== EXERCISE PROMPT ==
Rewrite the data from the line with "laundry in the picture above?" up to and including the line with "(1027, 717)", replacing "wooden door" with "window shutter" and leaving everything else unchanged.

== INFORMATION PROVIDED ==

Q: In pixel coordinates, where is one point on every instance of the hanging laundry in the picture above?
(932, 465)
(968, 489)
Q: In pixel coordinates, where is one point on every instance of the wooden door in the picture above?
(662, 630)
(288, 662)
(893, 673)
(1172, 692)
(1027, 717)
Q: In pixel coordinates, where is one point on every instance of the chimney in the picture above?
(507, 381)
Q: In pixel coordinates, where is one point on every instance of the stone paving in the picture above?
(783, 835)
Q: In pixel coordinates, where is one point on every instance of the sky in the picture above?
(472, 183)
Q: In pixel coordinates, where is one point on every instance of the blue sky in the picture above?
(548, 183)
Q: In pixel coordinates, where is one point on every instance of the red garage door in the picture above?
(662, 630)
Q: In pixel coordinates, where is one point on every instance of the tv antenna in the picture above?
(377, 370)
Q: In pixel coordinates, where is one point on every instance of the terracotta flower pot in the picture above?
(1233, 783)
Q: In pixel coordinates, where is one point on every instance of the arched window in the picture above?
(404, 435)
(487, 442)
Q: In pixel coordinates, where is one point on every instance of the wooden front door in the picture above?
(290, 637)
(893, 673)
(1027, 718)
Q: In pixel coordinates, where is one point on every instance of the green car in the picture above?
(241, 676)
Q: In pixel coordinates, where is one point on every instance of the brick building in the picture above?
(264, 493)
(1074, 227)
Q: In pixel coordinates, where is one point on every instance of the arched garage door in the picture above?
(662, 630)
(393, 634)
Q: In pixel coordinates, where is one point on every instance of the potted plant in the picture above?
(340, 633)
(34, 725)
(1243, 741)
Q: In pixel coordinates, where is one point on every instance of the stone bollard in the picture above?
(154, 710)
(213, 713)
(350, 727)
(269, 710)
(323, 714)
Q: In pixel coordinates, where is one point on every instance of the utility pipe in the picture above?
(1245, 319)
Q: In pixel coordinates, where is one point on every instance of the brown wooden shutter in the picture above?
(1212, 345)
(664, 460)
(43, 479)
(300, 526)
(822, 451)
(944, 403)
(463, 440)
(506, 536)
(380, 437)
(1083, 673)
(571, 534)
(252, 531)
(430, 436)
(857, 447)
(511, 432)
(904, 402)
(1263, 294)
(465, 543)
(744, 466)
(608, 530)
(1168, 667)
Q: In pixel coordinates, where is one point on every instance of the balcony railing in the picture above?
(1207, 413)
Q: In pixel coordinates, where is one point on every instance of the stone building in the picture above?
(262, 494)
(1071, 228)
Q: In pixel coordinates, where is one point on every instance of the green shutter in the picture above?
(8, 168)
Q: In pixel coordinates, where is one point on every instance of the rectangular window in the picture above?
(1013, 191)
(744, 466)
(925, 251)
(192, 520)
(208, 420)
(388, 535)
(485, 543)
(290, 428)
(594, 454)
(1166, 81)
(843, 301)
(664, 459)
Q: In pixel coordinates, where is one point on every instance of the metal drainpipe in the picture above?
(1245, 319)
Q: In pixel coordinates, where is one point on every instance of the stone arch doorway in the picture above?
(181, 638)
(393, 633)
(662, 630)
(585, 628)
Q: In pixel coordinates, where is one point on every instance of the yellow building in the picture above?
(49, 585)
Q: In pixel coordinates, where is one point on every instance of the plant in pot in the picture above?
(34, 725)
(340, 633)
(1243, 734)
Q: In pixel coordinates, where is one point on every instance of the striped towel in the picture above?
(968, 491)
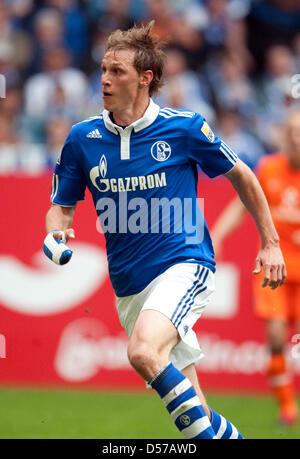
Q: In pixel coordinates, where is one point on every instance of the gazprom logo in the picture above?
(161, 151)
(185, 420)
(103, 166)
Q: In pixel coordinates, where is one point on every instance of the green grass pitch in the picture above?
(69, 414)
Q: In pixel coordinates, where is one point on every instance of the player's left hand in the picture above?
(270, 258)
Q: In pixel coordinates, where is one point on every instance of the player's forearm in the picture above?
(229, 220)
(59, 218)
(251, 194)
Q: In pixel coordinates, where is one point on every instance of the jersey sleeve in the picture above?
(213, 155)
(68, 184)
* * *
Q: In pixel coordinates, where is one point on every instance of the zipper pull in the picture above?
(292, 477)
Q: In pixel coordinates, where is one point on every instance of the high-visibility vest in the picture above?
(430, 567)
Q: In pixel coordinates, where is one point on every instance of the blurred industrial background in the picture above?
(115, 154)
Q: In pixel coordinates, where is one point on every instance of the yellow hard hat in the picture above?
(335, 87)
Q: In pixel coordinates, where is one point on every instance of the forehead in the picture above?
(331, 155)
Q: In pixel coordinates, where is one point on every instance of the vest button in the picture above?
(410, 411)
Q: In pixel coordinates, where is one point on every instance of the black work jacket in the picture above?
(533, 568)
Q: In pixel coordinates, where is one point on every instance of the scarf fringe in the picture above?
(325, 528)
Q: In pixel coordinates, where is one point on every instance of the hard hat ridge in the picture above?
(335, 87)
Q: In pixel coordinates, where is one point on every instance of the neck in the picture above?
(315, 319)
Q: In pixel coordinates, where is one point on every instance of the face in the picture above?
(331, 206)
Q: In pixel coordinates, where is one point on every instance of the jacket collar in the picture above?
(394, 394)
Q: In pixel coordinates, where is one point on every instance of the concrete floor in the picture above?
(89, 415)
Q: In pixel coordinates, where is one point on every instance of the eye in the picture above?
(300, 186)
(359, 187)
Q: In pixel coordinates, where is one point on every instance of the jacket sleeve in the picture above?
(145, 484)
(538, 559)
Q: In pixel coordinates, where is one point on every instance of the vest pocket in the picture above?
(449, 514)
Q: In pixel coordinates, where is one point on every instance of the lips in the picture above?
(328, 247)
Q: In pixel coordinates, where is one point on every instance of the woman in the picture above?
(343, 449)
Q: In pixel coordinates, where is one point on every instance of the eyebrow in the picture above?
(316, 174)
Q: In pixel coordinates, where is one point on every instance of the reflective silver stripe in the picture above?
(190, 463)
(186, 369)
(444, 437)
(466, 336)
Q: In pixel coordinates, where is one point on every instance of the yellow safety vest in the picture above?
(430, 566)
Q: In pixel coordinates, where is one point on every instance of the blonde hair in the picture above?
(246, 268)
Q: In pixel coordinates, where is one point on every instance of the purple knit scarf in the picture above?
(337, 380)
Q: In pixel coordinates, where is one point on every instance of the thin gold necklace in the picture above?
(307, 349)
==
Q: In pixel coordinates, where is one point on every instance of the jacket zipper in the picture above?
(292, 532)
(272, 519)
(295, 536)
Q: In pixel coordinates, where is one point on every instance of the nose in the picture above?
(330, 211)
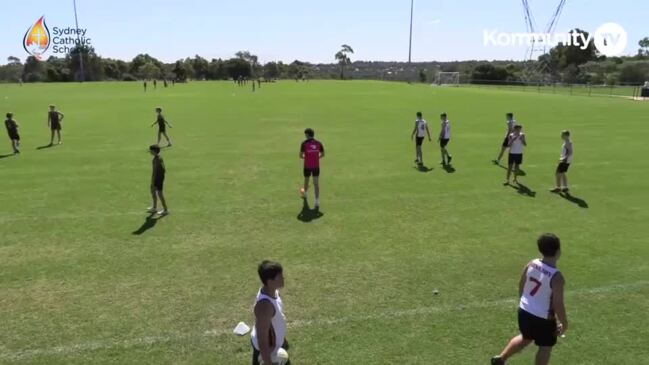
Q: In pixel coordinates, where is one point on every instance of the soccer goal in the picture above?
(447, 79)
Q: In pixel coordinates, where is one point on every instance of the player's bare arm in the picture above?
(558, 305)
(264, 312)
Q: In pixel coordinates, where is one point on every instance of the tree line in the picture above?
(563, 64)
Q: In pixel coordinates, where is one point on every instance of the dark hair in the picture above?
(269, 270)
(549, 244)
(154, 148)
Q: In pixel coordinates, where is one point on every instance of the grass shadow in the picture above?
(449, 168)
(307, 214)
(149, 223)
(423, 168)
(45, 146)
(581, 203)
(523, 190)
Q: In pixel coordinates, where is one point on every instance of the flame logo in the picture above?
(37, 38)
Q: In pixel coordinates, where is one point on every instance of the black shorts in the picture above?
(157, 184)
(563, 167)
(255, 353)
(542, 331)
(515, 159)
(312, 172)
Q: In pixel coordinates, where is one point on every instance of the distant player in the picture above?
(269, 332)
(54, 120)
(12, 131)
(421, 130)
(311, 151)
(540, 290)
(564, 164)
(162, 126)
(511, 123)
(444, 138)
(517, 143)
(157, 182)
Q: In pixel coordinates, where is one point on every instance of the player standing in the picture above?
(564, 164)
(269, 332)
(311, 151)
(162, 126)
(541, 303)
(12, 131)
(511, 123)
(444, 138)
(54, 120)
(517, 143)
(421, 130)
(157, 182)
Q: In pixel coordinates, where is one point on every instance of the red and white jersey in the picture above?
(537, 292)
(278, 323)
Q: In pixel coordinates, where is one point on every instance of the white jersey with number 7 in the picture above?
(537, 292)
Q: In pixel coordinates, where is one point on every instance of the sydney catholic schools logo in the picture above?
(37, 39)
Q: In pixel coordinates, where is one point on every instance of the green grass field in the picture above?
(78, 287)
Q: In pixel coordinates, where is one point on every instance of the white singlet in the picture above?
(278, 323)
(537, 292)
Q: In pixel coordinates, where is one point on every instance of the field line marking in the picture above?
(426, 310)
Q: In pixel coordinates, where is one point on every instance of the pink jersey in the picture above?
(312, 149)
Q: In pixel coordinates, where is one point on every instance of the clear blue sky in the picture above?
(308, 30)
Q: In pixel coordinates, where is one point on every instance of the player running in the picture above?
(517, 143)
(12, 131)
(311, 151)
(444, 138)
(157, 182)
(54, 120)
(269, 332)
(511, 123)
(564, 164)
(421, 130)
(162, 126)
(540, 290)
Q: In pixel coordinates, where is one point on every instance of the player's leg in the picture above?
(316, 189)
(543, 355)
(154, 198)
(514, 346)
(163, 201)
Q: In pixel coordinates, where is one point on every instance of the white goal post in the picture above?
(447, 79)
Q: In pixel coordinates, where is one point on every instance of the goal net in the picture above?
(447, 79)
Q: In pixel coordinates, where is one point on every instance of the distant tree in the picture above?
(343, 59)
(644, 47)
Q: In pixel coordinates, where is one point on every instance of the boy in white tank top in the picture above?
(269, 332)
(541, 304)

== REPLY ==
Q: In pixel coordinates, where is one point on every instance of the hanging laundry in the picture above?
(932, 465)
(968, 489)
Q: In pixel coordinates, where is one point on every instance of the window shutter in the picture above?
(662, 630)
(288, 662)
(893, 673)
(1172, 692)
(1027, 717)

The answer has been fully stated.